- THE INPUT
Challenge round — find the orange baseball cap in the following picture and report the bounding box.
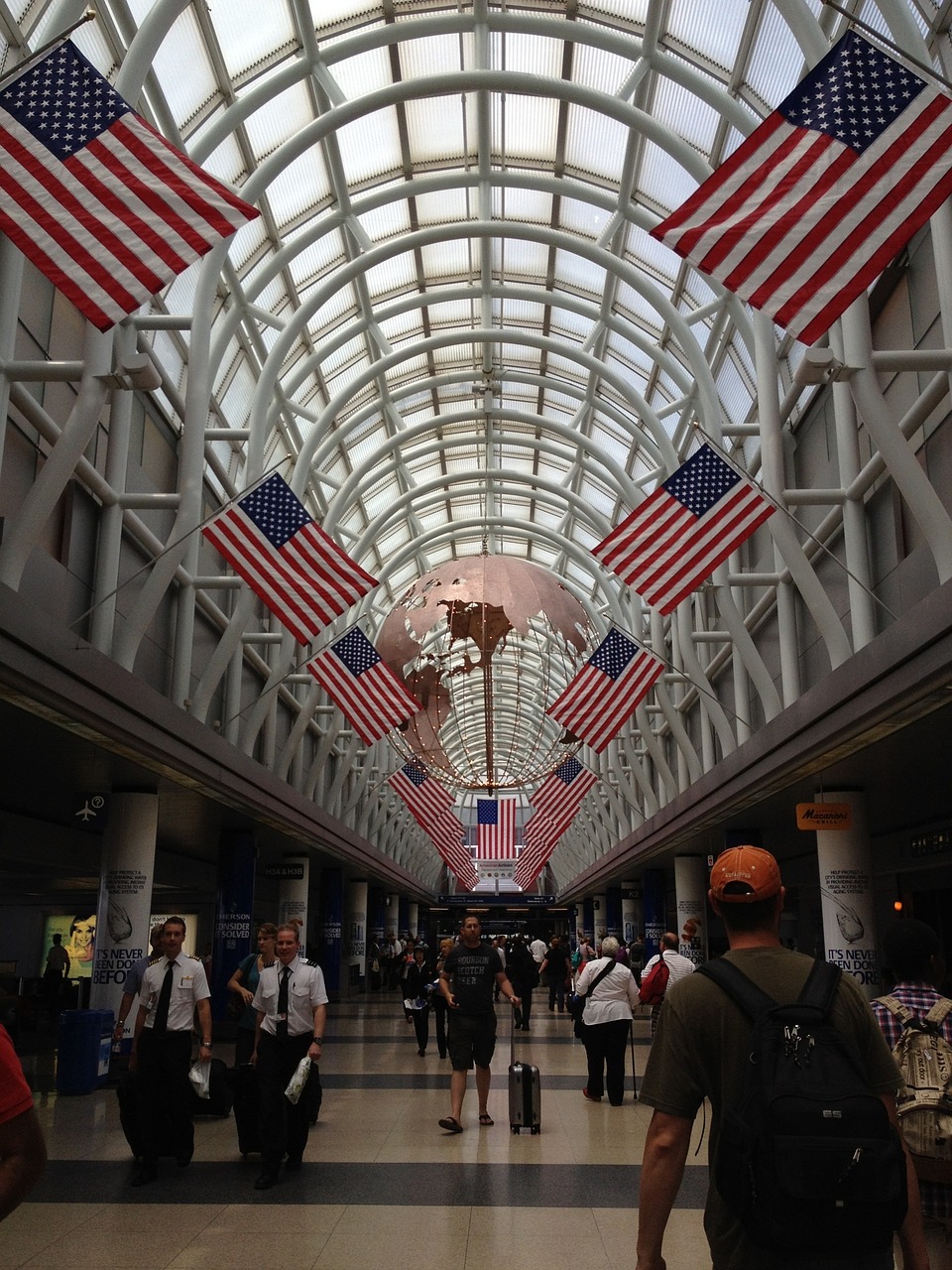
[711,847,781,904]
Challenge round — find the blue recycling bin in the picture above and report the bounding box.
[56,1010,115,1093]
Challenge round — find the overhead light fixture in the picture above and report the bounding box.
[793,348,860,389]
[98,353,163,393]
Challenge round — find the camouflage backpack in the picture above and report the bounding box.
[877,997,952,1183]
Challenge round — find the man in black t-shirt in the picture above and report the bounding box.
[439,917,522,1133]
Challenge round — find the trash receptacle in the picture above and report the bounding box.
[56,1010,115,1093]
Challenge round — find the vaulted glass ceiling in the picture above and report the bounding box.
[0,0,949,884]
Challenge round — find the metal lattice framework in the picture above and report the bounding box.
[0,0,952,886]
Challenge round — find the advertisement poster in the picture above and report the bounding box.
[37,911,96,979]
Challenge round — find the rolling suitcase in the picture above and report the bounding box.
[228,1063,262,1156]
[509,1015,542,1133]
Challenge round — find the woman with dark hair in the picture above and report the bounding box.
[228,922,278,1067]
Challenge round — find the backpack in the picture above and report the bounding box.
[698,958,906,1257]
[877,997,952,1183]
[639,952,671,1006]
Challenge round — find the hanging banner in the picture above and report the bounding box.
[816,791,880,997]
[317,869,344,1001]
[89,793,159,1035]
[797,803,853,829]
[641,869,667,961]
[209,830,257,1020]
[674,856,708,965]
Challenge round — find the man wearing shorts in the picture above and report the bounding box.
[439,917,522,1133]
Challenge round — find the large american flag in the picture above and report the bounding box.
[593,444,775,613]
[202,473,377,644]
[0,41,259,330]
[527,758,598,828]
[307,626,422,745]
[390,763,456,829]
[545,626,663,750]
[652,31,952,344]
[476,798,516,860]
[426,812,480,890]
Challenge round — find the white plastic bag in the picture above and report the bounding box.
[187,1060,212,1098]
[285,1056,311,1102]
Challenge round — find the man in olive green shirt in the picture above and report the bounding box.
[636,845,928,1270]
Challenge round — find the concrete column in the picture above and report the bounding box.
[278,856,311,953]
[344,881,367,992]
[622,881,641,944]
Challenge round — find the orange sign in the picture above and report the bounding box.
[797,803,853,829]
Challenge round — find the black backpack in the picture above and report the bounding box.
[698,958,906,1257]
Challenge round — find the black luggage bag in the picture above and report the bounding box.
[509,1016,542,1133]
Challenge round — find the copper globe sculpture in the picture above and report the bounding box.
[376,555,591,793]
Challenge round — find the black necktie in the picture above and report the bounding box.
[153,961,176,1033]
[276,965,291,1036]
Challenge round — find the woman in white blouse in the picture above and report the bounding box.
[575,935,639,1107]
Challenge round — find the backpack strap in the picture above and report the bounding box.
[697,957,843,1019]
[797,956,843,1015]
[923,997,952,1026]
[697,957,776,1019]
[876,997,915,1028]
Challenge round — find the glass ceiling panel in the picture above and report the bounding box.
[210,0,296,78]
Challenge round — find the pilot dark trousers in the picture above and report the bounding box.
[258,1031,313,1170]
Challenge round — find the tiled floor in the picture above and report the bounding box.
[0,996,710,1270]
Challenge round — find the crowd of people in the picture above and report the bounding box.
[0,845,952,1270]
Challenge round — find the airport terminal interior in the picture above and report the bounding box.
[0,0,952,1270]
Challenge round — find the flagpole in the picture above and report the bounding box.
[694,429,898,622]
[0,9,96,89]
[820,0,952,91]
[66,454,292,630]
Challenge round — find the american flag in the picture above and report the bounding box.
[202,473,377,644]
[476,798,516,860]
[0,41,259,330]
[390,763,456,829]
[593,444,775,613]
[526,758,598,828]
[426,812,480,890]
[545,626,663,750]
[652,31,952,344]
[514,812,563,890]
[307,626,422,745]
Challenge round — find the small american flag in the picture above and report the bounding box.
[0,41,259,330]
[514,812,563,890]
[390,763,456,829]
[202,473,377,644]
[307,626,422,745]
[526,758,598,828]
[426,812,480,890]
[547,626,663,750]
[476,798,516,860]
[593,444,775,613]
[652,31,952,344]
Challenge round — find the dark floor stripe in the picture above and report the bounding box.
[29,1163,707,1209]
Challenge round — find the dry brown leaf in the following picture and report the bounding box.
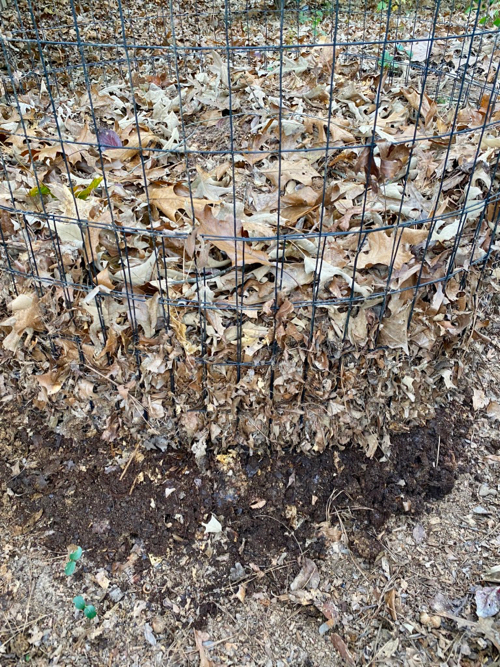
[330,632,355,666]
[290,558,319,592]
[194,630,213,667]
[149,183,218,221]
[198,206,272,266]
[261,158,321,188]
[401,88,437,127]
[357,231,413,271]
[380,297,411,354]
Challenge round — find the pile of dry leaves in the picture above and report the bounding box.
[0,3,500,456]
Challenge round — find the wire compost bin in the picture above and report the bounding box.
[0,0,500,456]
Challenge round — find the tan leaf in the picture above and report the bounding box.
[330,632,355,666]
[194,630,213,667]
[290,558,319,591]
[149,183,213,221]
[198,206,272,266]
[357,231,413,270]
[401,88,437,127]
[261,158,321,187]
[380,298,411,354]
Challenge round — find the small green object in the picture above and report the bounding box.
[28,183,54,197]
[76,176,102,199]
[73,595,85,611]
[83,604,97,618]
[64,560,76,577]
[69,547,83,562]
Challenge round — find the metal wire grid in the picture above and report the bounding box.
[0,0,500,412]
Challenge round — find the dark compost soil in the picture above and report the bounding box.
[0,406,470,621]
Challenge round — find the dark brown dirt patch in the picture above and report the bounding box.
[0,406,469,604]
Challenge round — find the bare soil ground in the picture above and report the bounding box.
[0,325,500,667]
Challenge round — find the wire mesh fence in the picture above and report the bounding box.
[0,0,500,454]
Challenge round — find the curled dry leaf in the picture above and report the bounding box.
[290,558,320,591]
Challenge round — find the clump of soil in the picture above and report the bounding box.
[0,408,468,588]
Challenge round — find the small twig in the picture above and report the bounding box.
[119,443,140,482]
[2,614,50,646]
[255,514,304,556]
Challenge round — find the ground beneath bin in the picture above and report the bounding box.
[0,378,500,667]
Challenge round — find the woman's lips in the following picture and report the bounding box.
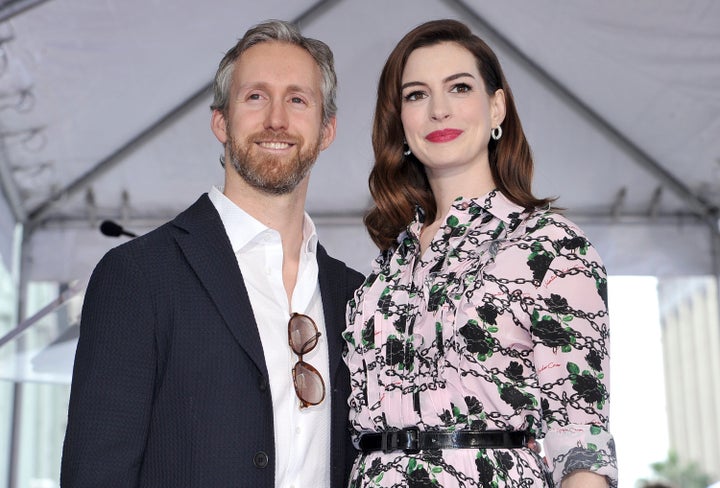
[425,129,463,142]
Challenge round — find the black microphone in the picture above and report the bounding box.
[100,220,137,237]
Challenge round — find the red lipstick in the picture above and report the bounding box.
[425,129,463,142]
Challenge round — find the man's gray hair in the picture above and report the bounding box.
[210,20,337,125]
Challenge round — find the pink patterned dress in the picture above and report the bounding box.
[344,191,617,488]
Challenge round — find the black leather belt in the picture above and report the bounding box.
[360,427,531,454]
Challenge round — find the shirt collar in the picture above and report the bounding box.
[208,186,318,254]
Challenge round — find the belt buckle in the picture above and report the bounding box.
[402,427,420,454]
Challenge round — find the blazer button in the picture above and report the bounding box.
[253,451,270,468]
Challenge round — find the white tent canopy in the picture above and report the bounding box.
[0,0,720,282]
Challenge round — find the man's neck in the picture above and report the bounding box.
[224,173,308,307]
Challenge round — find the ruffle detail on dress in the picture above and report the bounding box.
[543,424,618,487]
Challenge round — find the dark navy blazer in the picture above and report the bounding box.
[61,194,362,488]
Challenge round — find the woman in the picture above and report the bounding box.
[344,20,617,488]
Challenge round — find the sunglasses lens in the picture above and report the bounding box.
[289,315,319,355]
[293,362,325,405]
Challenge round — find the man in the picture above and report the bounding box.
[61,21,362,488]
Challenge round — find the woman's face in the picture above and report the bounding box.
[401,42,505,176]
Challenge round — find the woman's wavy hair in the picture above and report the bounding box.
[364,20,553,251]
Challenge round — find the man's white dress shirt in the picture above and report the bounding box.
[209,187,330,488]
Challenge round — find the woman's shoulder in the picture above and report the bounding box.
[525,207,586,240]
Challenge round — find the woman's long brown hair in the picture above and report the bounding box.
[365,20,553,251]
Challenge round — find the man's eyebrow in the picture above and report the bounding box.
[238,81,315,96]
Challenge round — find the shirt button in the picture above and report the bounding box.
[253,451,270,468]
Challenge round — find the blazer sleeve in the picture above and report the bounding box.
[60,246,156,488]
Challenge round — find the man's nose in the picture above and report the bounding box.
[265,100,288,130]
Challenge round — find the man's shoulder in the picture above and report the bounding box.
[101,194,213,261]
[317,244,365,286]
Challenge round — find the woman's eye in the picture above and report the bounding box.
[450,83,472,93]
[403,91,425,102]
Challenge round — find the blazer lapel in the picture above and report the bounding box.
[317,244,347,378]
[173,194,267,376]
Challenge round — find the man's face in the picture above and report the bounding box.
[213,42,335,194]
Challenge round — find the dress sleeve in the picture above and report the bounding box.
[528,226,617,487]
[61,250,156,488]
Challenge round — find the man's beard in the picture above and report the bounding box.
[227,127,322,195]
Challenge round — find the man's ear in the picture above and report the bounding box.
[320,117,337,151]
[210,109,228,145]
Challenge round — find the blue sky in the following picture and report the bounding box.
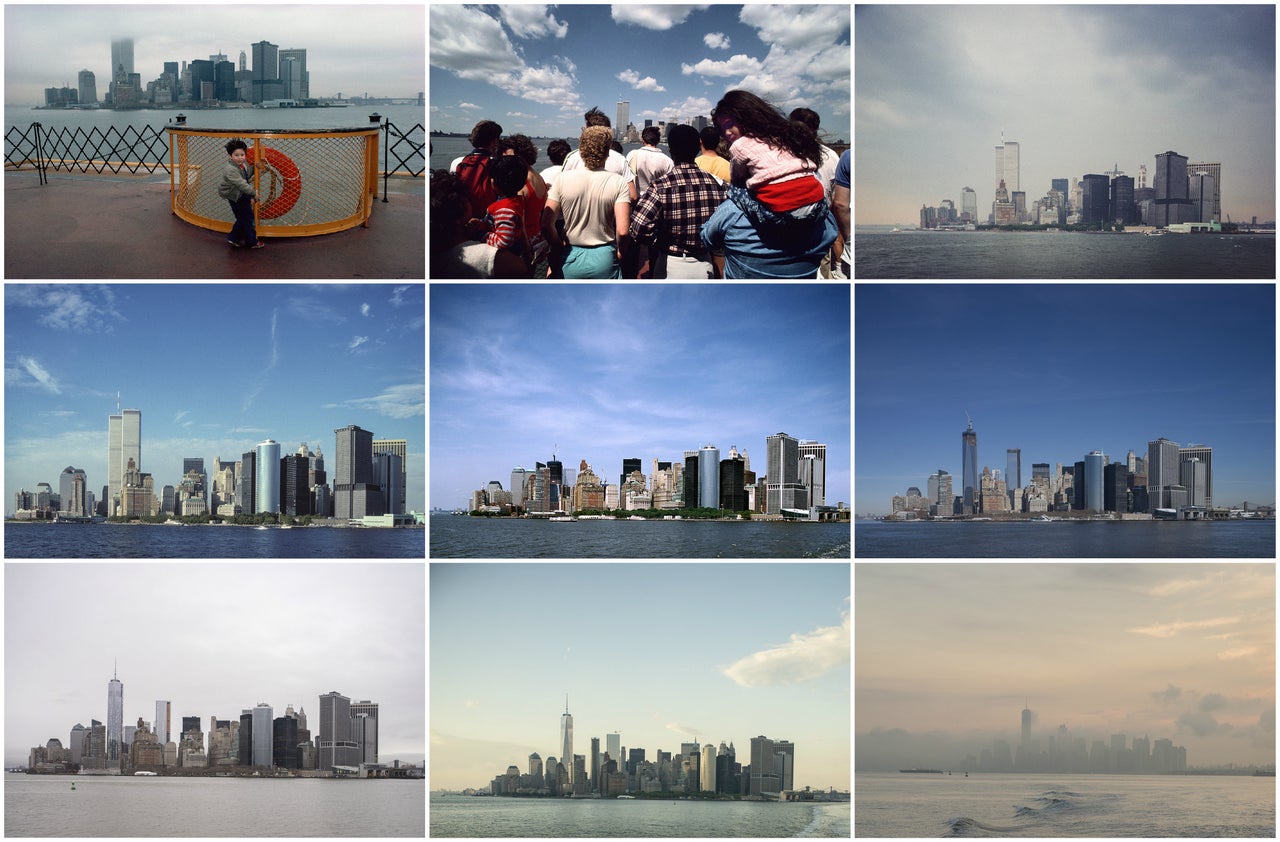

- EXERCISE INSTRUCTIONS
Leaving out every picture, copy exactly the lines from the one that contains "Challenge round — find the blazer lapel" through the end of the entries above.

- RESULT
Challenge round — find the blazer lapel in the picture above and report the bounding box.
[317,244,347,378]
[173,194,267,376]
Challenge round — find the man's face in the picture above and report the bounding box.
[213,42,335,194]
Challenge round — find the dress sleeve in the picture above and report the bounding box.
[528,226,617,487]
[61,250,156,488]
Challenge round — find the man's beard in the picture above and report the bounding box.
[227,127,322,195]
Challenge round — find the man's ear in the picture above and report the bounding box.
[320,117,337,151]
[210,109,228,145]
Challenge round — find the blue sky in the following picture and report the bounding box.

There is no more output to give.